Short exercise:
Could you reproduce, character for character, the lines from the one containing "Annotation guideline: for every instance of the white baseball" to the one containing "<point>285,166</point>", both included, in the entries below?

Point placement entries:
_ _ _

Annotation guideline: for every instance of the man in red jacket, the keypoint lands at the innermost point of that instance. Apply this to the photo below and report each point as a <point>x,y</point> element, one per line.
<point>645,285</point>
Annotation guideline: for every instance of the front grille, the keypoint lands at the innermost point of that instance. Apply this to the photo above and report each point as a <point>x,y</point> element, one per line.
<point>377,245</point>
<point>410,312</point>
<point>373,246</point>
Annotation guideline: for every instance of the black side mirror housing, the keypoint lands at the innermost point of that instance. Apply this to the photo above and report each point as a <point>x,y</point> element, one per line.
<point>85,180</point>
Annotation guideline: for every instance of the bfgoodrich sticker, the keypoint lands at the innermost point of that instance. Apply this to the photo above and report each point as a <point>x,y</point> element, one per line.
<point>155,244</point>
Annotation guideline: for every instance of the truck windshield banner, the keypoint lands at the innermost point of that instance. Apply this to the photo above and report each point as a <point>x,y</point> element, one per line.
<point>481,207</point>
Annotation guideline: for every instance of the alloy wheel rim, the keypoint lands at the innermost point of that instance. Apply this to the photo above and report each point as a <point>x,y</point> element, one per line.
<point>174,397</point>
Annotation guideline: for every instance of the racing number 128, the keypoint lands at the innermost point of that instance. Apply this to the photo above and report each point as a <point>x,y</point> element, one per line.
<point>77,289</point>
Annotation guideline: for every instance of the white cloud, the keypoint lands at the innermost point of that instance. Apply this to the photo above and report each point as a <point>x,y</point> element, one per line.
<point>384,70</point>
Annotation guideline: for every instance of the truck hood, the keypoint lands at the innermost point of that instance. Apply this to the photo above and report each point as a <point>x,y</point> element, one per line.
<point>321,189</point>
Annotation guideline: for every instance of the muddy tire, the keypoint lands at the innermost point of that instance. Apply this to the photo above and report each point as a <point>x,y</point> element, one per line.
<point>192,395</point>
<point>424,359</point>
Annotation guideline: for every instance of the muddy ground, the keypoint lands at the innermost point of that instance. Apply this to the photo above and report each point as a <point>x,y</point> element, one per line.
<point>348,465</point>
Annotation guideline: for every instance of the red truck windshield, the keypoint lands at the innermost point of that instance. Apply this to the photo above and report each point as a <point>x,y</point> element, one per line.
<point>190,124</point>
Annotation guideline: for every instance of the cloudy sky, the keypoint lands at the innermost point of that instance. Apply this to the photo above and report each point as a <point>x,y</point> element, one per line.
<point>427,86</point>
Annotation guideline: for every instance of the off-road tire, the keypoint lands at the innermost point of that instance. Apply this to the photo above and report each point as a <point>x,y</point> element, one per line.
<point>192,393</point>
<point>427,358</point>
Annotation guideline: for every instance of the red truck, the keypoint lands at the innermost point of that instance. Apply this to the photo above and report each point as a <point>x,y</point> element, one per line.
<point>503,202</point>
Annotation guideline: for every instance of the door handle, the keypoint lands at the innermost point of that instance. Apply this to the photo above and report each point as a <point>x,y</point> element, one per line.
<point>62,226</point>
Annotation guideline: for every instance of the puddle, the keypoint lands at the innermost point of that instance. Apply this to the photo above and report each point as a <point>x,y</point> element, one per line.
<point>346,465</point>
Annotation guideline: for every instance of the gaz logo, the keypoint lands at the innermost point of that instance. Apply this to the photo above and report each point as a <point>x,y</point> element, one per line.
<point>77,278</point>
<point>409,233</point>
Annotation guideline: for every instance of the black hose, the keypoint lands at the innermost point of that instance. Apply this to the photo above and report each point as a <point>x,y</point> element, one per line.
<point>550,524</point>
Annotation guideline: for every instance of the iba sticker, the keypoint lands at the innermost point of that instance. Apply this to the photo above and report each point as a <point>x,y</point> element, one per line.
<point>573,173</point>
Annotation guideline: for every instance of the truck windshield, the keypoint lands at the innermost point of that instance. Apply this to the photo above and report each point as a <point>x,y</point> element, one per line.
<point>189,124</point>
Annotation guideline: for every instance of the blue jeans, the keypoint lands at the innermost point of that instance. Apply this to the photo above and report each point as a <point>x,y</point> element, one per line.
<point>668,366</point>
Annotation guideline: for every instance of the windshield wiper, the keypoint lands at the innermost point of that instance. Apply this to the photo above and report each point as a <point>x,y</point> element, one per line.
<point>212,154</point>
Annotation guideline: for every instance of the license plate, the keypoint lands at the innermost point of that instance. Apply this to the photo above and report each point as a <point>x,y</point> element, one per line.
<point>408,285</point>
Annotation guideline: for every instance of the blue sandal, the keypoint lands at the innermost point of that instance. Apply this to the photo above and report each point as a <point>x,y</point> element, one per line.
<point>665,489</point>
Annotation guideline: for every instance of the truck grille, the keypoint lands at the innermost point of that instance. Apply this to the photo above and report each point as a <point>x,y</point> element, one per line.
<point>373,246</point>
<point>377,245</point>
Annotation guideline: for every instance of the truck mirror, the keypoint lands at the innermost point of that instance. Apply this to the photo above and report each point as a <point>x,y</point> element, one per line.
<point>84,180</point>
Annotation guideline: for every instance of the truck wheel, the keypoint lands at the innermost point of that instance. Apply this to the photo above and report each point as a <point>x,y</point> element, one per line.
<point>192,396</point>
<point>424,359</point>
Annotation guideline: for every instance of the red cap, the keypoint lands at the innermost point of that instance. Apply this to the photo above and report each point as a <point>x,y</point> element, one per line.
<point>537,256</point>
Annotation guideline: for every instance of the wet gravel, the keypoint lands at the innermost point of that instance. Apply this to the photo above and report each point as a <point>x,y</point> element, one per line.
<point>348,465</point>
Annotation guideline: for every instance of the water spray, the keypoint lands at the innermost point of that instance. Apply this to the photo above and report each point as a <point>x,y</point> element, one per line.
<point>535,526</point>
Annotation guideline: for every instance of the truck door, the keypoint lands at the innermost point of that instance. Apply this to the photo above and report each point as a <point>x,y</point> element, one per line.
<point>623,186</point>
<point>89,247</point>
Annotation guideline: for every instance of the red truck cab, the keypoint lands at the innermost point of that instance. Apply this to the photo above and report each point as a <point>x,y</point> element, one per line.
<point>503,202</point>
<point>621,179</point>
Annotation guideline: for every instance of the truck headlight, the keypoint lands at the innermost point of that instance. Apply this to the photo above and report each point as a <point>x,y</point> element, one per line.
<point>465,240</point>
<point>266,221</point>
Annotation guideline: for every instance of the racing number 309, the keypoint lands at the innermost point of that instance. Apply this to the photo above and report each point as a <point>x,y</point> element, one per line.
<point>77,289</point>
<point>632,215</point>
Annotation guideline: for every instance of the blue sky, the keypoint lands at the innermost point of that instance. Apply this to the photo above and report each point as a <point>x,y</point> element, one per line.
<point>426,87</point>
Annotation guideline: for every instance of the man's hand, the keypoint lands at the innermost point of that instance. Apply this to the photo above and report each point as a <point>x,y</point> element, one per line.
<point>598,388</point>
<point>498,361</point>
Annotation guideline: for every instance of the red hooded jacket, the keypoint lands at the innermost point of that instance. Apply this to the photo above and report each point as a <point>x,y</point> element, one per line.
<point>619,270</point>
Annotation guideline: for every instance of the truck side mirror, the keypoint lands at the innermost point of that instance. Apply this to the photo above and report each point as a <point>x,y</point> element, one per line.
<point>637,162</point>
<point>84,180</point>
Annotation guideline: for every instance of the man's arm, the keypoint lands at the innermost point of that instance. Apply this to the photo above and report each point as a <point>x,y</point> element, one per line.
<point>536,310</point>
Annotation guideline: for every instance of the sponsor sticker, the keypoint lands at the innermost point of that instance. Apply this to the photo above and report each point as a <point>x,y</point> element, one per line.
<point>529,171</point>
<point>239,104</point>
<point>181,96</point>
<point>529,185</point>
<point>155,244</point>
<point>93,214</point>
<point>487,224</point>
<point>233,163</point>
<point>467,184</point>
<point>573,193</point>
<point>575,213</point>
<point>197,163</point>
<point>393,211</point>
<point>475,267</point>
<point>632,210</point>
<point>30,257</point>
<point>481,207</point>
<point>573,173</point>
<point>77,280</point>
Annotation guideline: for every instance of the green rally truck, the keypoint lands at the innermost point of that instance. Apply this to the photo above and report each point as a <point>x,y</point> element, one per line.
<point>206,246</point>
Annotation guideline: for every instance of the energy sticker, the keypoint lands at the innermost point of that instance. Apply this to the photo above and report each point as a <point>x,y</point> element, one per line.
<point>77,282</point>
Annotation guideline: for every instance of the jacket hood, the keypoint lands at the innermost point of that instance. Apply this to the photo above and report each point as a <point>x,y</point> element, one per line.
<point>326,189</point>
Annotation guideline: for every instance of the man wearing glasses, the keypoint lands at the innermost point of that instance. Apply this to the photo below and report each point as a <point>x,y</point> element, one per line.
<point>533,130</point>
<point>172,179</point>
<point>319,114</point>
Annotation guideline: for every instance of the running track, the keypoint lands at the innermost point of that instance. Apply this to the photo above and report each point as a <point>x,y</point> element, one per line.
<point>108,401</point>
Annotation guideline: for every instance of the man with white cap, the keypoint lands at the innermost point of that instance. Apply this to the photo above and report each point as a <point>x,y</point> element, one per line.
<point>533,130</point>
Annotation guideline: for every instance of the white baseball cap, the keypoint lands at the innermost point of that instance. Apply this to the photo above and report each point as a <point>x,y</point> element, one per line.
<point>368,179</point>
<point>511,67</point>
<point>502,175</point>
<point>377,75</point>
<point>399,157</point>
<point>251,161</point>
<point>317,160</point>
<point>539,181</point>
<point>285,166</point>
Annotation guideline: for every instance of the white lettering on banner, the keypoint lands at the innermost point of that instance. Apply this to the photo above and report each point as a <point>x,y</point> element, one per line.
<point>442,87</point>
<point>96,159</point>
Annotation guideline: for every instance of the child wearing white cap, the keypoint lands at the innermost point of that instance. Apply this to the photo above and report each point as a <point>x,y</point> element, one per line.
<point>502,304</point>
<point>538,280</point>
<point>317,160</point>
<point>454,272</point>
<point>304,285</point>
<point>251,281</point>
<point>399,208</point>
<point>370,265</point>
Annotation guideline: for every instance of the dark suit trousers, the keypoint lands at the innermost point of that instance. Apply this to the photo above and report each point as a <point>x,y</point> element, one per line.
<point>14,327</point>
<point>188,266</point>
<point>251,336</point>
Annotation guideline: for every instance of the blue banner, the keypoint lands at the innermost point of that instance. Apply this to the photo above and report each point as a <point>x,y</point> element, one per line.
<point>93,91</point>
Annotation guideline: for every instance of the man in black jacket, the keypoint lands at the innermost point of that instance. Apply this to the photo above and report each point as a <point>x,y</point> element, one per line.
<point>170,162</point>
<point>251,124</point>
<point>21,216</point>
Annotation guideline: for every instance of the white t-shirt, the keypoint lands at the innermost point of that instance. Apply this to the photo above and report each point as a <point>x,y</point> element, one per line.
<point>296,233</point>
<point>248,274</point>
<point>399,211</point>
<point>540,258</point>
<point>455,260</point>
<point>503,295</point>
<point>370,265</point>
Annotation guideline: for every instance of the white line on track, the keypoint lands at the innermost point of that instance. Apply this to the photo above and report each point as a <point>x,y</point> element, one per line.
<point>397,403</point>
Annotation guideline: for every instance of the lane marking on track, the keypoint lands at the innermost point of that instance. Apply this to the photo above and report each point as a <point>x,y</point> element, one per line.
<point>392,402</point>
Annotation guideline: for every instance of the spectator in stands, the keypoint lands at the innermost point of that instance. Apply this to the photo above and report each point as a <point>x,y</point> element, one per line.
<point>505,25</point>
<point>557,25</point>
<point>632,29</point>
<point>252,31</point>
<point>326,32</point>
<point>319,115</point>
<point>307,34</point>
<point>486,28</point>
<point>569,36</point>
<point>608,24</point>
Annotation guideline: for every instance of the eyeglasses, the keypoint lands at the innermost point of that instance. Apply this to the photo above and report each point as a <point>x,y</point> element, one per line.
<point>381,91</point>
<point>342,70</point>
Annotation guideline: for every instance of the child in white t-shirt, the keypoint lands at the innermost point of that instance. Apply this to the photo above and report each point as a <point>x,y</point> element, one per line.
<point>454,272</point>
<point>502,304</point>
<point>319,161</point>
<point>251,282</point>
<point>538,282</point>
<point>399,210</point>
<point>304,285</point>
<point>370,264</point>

_ _ _

Result of the task:
Annotation guideline: for every instance of the white baseball cap, the keypoint lands at the innermost point of that instance. Apply this to the photo above and report each point as a <point>x,y</point> element, one per line.
<point>368,179</point>
<point>511,67</point>
<point>502,175</point>
<point>377,75</point>
<point>399,157</point>
<point>251,161</point>
<point>317,160</point>
<point>539,181</point>
<point>285,166</point>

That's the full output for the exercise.